--- Page text ---
Thinking Anglicans

The Passion of the Christ

I’d read the reviews, heard about all the hype, read yards of stuff giving all the reasons for not going to see the film, and was prepared to give it a miss. That is, until local clergy were invited to a free viewing, and a number of us went. Some, fearing it would be too much of a horror movie, stayed away.

Those who went found the film moving, profound, and thought provoking. It may not be one you would advise your elderly, churchgoing granny to see, but for anyone used to adult movies, this is well worth seeing. In Passiontide, the pictures will fill our familiar hymns with deeper meaning, and add a new depth to the Stations of the Cross.

Once, rich visual imagery was available in England as an aid to prayer and meditation. The fourteenth century mystics saw prayer as starting with a meditation on the Passion, not by looking at texts, for the Latin scriptures were inaccessible to many people, but from the familiar picture set up at 10,000 altars and on rood screens throughout Europe. A contemplation of Christ’s sufferings, for the sins of the whole world, and for our sins, was seen as both a road to conversion and the beginning of the life of prayer.

As painting and techniques improved, the crucifixion was depicted with increasing realism, culminating in works such as that by Grunewald.

--- Recorded data ---
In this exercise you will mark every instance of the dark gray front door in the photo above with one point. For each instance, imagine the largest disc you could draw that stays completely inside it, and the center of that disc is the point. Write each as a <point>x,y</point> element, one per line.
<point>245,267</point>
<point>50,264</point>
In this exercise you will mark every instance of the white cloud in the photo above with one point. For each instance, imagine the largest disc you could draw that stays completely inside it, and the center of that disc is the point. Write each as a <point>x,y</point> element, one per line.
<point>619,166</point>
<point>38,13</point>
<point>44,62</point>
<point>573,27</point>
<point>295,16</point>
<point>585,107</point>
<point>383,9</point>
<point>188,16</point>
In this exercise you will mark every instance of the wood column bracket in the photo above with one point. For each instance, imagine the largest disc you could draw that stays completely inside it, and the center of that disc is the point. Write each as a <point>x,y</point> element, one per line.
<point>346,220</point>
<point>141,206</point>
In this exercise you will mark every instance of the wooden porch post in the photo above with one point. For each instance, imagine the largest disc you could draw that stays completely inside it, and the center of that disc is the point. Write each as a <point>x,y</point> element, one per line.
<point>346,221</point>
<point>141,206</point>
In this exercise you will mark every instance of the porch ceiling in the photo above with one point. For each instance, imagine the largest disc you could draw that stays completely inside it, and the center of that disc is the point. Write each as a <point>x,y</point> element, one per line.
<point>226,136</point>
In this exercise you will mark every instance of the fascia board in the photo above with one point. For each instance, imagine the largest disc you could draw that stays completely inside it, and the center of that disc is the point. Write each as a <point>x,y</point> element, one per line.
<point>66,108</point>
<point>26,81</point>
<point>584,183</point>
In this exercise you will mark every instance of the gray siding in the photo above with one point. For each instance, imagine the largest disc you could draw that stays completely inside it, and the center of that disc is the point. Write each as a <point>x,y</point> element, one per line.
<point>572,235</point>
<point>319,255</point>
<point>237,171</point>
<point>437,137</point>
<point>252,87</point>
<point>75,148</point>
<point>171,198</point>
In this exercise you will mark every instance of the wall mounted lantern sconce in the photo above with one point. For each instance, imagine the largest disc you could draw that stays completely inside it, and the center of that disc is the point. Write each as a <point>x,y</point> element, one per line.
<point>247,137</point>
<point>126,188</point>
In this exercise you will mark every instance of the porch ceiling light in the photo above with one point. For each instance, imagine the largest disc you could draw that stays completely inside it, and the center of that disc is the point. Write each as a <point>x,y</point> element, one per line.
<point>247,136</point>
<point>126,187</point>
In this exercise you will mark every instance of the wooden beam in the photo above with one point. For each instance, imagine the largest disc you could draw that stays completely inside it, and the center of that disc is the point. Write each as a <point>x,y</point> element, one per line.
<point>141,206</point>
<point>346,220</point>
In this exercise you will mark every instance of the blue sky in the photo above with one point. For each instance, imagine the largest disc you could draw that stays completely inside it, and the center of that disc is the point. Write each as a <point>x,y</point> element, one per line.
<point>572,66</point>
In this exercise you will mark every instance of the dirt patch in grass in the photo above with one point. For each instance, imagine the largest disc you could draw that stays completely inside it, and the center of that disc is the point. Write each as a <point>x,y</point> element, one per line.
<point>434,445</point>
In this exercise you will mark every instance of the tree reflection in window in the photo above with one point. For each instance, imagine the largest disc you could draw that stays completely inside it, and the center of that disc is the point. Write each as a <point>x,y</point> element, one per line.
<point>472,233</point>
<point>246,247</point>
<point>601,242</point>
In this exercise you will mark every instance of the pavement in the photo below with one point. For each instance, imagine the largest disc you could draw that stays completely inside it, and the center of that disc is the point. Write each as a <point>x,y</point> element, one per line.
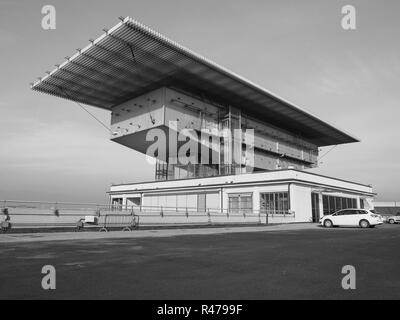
<point>90,235</point>
<point>300,261</point>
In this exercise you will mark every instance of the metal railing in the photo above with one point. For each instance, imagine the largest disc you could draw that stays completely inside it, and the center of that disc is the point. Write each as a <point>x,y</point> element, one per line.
<point>36,214</point>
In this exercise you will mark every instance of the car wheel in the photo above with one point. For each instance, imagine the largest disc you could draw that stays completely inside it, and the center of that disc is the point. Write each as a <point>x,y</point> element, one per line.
<point>364,224</point>
<point>328,223</point>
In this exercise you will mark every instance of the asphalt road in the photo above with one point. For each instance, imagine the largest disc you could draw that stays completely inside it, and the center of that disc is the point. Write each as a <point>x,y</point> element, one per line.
<point>295,264</point>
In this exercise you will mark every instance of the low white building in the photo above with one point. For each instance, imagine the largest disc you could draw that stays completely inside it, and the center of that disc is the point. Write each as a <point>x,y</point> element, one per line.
<point>282,195</point>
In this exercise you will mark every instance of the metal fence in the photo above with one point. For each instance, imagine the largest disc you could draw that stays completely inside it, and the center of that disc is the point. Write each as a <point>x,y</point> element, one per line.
<point>37,214</point>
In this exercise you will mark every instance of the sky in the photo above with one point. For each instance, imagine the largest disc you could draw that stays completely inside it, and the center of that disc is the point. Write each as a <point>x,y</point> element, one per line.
<point>51,150</point>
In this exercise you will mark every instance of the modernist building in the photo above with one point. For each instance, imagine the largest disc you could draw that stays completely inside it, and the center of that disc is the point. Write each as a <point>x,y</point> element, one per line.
<point>152,84</point>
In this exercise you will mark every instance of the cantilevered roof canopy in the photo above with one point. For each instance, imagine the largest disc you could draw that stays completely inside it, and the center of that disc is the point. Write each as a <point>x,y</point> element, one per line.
<point>130,59</point>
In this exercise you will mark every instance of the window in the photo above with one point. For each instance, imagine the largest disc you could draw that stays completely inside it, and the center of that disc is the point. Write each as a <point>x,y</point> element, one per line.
<point>116,203</point>
<point>241,203</point>
<point>274,203</point>
<point>332,204</point>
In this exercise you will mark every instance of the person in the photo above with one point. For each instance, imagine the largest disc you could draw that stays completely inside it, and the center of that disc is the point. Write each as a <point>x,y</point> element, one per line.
<point>4,222</point>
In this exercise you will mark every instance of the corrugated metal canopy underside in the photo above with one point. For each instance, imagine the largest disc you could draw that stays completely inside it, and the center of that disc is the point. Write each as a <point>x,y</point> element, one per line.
<point>130,59</point>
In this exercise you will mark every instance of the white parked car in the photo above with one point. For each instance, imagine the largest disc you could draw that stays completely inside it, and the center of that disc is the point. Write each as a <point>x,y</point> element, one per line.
<point>352,217</point>
<point>394,219</point>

--- Complete the following ---
**A.** Rewrite the film review from "Those who went" to "life of prayer.", putting "Holy Week" in place of "Passiontide".
**B.** Answer these questions from the film review:
(i) Who were invited to a free viewing of the film?
(ii) Which century's mystics saw prayer as starting with a meditation on the Passion?
(iii) Whose work is named as the culmination of the increasingly realistic depiction of the crucifixion?

--- Responses to the exercise ---
**A.**
Those who went found the film moving, profound, and thought provoking. It may not be one you would advise your elderly, churchgoing granny to see, but for anyone used to adult movies, this is well worth seeing. In Holy Week, the pictures will fill our familiar hymns with deeper meaning, and add a new depth to the Stations of the Cross.

Once, rich visual imagery was available in England as an aid to prayer and meditation. The fourteenth century mystics saw prayer as starting with a meditation on the Passion, not by looking at texts, for the Latin scriptures were inaccessible to many people, but from the familiar picture set up at 10,000 altars and on rood screens throughout Europe. A contemplation of Christ’s sufferings, for the sins of the whole world, and for our sins, was seen as both a road to conversion and the beginning of the life of prayer.

**B.**
(i) Local clergy.
(ii) The fourteenth century.
(iii) Grunewald's.